#### WHAT YOU ARE ASKED TO DO:
Pick out each line of the listing below that contains the word "white" and copy those lines.

[Excerpts from a point labeling dataset]
>>

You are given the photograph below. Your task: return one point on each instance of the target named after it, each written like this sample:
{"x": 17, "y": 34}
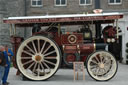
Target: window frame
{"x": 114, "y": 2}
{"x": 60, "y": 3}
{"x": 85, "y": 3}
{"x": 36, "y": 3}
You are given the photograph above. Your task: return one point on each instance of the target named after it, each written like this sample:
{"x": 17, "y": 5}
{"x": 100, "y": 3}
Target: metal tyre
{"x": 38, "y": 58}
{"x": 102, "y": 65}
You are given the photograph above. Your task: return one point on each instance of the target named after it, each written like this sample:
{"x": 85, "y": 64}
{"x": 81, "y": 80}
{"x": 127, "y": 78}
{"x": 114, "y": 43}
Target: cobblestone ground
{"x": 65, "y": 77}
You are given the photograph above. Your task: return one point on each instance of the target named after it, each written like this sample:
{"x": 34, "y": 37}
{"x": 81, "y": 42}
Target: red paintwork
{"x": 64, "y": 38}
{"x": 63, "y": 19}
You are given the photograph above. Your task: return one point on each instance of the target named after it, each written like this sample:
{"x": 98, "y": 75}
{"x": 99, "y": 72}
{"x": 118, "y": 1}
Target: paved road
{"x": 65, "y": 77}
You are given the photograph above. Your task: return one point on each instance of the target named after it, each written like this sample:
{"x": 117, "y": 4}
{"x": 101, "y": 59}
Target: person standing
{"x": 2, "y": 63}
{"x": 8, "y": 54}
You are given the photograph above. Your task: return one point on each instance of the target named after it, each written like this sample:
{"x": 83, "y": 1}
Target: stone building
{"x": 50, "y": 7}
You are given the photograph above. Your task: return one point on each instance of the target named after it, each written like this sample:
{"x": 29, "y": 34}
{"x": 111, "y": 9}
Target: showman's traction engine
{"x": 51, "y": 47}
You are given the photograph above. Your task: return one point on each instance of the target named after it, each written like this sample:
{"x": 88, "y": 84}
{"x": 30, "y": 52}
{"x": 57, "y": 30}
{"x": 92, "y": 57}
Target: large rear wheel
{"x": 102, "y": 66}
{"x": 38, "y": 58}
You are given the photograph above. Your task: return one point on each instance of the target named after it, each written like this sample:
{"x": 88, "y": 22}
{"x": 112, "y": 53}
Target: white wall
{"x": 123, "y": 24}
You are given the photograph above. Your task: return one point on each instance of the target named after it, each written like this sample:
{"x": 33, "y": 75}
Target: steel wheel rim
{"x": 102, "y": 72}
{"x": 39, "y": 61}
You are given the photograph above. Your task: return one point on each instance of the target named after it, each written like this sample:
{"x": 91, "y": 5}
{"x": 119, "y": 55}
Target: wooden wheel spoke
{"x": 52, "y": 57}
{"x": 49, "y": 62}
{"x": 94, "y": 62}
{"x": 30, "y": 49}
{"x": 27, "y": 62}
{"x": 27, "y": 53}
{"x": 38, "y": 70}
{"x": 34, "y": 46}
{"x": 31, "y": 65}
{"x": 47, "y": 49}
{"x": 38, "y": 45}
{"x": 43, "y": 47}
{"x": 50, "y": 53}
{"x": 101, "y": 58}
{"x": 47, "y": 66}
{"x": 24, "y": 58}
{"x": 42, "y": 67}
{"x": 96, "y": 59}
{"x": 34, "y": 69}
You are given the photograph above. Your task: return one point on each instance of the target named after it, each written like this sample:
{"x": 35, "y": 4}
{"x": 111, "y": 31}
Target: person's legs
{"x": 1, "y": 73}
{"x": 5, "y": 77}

<<
>>

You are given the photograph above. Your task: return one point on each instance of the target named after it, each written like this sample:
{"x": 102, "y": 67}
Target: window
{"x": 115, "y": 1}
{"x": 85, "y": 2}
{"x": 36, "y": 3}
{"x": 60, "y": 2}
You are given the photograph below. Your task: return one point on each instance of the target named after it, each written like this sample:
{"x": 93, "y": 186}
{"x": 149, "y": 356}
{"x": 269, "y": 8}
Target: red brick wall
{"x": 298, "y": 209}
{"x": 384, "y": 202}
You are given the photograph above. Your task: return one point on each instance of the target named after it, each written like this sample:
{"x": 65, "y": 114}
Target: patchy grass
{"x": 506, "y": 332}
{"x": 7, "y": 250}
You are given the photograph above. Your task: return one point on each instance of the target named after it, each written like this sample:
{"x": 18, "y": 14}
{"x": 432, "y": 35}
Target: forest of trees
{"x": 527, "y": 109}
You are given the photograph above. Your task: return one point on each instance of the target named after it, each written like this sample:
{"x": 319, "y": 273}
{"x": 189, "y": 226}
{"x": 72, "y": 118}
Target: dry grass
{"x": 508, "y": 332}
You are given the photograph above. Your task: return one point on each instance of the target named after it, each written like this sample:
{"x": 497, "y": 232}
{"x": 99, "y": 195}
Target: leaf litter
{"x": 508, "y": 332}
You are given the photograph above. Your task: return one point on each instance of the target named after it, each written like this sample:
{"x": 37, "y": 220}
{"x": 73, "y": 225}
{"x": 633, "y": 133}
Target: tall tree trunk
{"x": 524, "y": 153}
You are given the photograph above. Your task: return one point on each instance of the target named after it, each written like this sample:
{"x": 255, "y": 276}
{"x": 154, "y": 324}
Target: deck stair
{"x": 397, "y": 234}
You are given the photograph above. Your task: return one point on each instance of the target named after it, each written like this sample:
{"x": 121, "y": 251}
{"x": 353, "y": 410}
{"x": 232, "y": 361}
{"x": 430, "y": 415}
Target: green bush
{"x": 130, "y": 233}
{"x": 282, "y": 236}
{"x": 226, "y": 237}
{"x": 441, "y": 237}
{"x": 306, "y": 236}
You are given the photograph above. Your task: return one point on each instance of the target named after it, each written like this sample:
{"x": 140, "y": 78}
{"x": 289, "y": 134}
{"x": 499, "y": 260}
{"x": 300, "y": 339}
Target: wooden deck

<<
>>

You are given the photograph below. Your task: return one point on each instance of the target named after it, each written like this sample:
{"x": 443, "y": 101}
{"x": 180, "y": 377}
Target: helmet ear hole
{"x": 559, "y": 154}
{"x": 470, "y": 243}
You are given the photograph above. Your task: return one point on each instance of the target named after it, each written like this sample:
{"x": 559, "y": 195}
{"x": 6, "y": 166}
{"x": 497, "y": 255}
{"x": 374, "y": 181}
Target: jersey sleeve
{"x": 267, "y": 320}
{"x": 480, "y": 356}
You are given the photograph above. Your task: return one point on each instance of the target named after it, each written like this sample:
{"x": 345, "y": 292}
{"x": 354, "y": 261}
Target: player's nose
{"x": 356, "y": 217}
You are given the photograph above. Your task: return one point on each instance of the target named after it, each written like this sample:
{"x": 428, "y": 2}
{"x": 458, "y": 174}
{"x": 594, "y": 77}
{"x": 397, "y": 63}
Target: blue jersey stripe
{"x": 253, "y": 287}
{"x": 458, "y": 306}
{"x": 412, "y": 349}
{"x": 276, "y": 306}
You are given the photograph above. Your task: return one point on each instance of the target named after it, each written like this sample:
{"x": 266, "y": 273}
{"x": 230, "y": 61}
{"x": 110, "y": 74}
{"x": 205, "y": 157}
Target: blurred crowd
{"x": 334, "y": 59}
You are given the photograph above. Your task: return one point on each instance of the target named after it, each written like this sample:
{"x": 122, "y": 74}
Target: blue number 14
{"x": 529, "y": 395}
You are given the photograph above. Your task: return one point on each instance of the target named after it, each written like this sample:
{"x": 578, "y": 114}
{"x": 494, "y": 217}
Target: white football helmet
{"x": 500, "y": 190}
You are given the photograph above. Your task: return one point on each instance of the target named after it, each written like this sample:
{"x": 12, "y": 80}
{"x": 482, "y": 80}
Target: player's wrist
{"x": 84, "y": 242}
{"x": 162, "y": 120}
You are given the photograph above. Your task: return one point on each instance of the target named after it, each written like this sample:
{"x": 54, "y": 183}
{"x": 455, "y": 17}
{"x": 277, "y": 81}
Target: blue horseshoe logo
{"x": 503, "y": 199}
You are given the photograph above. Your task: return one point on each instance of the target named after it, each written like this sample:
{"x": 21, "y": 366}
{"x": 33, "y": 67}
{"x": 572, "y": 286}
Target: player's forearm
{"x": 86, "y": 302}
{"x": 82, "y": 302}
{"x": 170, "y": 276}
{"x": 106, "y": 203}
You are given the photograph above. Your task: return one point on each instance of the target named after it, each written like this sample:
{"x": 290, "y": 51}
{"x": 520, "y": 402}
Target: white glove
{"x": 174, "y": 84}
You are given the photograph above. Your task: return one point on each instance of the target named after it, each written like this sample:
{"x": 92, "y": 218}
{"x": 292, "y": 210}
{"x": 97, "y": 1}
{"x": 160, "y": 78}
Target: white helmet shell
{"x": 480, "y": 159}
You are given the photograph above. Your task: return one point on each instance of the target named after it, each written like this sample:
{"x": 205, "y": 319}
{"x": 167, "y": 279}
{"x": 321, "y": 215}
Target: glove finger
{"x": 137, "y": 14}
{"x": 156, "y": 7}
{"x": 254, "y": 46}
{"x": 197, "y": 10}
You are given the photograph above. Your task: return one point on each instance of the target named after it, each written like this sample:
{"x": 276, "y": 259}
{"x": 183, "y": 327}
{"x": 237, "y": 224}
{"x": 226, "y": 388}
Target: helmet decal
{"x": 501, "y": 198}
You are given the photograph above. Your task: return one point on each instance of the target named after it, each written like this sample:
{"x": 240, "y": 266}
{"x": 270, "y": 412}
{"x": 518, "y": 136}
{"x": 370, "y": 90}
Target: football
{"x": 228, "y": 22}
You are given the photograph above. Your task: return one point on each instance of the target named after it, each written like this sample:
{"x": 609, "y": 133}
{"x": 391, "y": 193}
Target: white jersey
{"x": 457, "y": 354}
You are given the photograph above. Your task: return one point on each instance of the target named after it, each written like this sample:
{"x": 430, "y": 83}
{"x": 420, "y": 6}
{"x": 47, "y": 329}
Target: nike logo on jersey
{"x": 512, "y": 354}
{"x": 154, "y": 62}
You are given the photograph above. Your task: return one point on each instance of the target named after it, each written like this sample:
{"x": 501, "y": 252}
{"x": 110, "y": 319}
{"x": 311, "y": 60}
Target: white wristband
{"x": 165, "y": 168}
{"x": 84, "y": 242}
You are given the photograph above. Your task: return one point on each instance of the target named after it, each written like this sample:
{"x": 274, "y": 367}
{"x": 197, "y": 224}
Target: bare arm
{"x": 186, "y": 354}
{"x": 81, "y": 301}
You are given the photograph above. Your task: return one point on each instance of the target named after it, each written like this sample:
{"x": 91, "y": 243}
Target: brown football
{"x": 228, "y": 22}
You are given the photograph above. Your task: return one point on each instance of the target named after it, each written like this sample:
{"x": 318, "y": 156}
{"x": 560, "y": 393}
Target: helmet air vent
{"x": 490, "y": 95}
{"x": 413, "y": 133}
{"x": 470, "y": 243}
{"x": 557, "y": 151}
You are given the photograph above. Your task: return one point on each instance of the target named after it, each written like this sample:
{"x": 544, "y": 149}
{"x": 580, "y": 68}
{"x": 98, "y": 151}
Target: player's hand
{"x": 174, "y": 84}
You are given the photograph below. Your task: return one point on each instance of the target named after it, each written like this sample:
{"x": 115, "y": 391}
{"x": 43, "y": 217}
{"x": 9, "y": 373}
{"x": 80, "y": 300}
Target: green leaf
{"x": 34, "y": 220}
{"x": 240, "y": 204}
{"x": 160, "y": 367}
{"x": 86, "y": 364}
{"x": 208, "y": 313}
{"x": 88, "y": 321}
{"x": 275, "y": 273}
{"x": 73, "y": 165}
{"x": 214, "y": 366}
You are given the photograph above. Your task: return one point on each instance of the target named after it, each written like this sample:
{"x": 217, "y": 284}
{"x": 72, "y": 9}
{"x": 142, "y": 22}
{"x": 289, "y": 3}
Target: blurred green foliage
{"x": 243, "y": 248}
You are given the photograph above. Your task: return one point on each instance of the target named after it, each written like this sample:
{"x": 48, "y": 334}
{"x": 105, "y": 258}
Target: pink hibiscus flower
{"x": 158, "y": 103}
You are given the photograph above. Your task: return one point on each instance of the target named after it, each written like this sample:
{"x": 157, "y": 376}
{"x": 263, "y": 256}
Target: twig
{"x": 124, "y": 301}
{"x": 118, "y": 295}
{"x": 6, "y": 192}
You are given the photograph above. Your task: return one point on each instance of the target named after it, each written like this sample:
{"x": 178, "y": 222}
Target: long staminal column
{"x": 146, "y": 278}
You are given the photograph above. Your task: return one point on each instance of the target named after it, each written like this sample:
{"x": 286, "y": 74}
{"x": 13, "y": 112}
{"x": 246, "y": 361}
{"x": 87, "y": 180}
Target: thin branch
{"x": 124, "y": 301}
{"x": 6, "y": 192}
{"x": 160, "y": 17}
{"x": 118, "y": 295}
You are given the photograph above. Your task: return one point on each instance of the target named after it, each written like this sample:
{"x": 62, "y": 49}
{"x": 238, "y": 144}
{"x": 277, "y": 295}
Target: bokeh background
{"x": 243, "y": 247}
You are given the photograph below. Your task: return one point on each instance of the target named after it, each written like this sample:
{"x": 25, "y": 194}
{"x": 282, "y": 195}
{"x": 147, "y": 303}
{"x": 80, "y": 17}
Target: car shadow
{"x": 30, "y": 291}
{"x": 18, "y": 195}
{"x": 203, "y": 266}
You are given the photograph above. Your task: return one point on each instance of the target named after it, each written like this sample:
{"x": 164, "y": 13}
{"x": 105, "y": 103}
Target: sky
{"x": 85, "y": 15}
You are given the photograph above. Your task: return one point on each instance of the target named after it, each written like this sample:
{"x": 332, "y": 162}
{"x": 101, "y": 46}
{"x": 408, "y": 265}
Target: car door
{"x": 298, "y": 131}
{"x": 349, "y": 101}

<<

#### REPLY TO THE EXERCISE:
Target: white wall
Target: white football helmet
Target: white glove
Target: white helmet shell
Target: white jersey
Target: white wristband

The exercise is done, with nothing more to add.